Records from a data source -
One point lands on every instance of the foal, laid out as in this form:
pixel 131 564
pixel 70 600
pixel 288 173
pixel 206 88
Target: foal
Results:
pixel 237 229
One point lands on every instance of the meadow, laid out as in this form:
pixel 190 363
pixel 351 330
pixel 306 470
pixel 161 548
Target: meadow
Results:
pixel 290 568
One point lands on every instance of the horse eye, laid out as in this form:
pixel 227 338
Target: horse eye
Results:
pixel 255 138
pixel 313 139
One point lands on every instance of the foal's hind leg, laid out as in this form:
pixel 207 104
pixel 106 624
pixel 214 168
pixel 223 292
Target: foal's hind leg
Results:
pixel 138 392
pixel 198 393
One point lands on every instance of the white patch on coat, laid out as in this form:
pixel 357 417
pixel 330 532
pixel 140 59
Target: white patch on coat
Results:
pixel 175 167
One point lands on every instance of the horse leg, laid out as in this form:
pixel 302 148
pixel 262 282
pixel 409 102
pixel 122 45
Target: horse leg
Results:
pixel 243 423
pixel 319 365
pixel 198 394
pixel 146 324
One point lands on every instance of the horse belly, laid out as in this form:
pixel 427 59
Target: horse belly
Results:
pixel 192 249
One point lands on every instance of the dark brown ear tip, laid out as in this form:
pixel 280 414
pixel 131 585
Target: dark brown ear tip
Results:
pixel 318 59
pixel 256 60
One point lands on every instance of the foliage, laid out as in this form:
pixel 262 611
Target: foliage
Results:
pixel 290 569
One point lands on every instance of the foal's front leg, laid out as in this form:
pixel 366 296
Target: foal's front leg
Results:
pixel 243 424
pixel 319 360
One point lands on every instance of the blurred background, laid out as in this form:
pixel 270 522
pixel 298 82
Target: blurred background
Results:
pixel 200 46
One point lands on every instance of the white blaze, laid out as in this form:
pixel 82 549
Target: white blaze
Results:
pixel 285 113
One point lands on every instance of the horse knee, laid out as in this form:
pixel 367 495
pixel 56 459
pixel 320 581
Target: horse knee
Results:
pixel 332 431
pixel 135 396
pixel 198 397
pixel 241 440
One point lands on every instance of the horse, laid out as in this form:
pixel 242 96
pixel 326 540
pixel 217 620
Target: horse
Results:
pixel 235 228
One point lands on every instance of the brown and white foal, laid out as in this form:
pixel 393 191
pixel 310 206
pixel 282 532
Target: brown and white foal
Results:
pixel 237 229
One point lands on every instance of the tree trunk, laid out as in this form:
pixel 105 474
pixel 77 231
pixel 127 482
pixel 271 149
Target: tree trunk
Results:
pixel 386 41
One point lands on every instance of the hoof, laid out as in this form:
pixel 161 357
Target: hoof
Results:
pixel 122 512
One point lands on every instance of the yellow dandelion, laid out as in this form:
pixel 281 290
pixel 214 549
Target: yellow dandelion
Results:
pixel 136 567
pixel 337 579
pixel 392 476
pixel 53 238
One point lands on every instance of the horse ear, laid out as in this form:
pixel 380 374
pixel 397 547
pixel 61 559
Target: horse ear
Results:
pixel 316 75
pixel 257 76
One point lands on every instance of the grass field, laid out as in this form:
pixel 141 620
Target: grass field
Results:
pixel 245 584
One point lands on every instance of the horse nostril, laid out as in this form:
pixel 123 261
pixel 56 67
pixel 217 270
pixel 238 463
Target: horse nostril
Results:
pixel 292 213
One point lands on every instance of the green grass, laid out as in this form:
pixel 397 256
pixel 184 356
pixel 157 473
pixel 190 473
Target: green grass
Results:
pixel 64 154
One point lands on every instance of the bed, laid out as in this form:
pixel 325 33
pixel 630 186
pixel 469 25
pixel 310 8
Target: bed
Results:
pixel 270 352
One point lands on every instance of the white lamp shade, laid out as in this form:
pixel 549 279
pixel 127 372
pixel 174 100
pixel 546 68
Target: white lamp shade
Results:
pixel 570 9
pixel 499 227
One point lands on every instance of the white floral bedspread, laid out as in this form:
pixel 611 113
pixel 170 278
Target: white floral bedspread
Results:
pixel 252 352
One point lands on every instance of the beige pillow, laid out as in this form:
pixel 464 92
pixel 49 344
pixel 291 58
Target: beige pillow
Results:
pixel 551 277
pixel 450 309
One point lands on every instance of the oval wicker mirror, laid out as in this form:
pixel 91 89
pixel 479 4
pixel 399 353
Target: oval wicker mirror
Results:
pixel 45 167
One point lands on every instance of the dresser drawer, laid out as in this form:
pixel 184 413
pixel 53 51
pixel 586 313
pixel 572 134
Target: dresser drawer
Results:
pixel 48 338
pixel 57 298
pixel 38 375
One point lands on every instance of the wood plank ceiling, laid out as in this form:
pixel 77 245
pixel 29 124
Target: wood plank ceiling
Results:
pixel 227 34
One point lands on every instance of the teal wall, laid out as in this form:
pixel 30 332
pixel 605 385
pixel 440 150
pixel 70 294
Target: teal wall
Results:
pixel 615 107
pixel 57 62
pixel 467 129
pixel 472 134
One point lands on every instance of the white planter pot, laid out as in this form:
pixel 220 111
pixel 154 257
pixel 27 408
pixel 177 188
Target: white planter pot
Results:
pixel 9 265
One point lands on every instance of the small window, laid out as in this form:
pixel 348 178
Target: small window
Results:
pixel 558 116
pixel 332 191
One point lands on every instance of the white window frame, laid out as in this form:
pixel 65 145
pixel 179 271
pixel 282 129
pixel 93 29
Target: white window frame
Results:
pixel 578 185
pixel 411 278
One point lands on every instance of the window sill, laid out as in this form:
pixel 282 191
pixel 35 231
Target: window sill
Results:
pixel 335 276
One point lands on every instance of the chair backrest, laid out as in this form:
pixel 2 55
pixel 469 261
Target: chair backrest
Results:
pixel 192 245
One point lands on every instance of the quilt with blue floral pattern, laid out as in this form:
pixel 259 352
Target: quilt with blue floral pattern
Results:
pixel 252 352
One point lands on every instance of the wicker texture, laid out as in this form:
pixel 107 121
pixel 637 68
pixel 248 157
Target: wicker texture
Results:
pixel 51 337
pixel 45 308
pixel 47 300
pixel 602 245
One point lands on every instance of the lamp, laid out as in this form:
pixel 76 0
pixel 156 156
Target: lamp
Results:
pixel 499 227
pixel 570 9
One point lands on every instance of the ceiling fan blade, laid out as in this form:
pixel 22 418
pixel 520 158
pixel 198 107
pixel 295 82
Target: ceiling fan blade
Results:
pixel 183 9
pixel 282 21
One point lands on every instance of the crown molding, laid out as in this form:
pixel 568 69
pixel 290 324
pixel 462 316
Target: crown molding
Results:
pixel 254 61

Stated problem - Please reproduce word for word the stretch of the records from the line containing "One point lands on every instance of the horse leg, laid" through the line containing "pixel 146 324".

Full response -
One point lands on every instance of the horse leg, laid out as in this form:
pixel 302 148
pixel 262 282
pixel 409 102
pixel 122 45
Target: horse leg
Results:
pixel 243 423
pixel 319 365
pixel 198 394
pixel 146 324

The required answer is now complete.